◆ **Source passage**:
[Begin]

[mirrorbrain] Re: Repository delta download und Mirrorbrain 2.13

From: Peter Pöml <peter_at_poeml.de> Date: Tue, 19 Oct 2010 04:26:58 +0200 · This archive was generated by hypermail 2.3.0 : Tue Oct 19 2010 - 11:17:06 GMT

Hi Micha,

thanks for the patches!

I'm including the MirrorBrain mailing list in my reply, which is the
best place for all communication about MirrorBrain development. Since
your mail is about code, I hope you pardon me for taking your private
mail where it belongs. It would be great if you could write directly to
the list next time, so the community is not excluded. (Or open a bug,
which also prevents things from collecting dust deep in my mailbox :)

Comments below, scattered inline.

On Mon, Oct 04, 2010 at 06:52:22 +0200, Michael Schroeder wrote:
> 
> Hallo!
> 
> On Fri, Sep 24, 2010 at 11:34:23AM +0200, Michael Schroeder wrote:
> > On Thu, Sep 23, 2010 at 07:44:41PM +0200, Peter Pöml wrote:
> > > MirrorBrain 2.13 hat zsync-Support, der in Form von "herunterladbaren" .zsync Files daher kommt.
> > > http://mirrorbrain.org/docs/configuration/#configuring-zsync-generation
> > 
> > Das weiss ich, aber das brauch ich nicht. Ich brauch das Metalink
> > File mit Zsync Blockchecksummen, ich moechte kein weiteres File
> > herunterladen.
> 
> Ich hab jetzt den attachten Patch bei uns laufen.
> 
> Folgende Sachen solltest Du auf jeden Fall uebernehmen:
> 
> mb/mb/hashes.py dump_2_12_template:
> 
> </verification> sollte nicht im "if" Block ausgegeben werden,
> wenn do_chunked_hashes False ist, fehlt es.

[End]

◆ **The problem**: Decide whether each statement agrees with the MirrorBrain mailing list reply, answering yes or no and quoting the deciding words: 1. The reply is also sent to the MirrorBrain mailing list. 2. The writer asks that future mail about the code be sent to him privately. 3. The writer places all his comments together at the end.

◆ **Given records**:
[Begin]

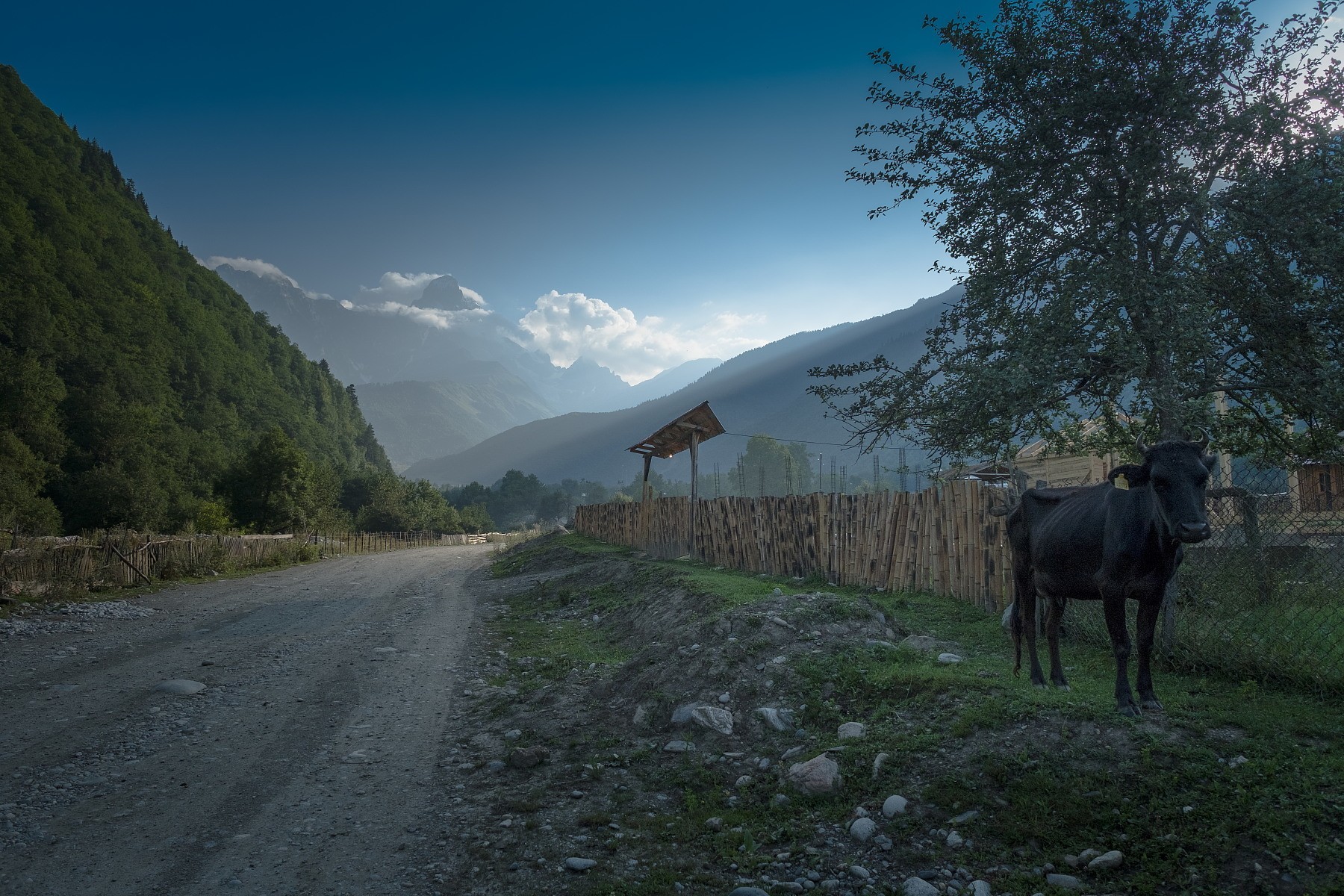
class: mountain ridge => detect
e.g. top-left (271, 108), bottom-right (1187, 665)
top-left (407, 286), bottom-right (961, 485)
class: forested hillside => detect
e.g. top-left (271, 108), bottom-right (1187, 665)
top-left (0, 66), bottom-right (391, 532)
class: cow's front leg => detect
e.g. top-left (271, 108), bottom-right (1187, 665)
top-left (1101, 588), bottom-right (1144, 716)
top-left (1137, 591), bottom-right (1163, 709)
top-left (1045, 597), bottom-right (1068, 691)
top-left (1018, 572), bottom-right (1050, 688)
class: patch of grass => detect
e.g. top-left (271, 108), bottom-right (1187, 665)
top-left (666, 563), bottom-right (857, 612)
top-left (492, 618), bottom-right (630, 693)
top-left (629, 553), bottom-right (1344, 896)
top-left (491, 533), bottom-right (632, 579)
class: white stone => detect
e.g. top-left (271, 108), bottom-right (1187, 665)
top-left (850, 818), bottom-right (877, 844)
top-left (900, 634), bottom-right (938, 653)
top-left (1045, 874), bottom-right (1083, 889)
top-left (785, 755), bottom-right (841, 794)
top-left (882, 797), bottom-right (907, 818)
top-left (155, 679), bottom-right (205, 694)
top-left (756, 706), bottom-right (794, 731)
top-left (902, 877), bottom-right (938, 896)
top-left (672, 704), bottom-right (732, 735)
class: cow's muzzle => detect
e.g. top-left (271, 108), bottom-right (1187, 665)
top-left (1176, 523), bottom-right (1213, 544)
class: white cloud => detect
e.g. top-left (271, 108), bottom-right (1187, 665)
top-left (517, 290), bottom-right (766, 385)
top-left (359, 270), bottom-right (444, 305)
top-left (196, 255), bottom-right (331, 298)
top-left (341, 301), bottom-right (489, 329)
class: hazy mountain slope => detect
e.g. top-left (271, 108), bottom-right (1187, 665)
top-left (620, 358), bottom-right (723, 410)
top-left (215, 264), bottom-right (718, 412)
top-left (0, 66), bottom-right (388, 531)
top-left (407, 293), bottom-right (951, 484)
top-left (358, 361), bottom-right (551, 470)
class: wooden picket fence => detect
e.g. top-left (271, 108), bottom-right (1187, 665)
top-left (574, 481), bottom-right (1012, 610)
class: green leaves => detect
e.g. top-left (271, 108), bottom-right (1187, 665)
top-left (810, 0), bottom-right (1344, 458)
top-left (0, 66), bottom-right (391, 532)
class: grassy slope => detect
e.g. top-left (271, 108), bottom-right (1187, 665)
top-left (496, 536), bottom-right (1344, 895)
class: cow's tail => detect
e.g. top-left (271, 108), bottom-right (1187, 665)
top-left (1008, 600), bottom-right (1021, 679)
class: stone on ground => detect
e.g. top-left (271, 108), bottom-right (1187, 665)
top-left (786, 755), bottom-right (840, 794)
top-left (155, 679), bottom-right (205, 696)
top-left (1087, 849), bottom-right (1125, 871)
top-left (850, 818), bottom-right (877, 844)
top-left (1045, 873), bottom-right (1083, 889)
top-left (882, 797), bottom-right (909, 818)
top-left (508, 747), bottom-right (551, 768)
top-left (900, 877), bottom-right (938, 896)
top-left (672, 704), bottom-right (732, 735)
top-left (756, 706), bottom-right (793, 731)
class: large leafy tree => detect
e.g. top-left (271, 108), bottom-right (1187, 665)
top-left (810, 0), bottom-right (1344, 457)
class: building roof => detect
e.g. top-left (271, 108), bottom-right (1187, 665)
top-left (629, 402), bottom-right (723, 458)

[End]

◆ **Full response**:
1. Yes: "I'm including the MirrorBrain mailing list in my reply"
2. No: "It would be great if you could write directly to the list next time"
3. No: "Comments below, scattered inline."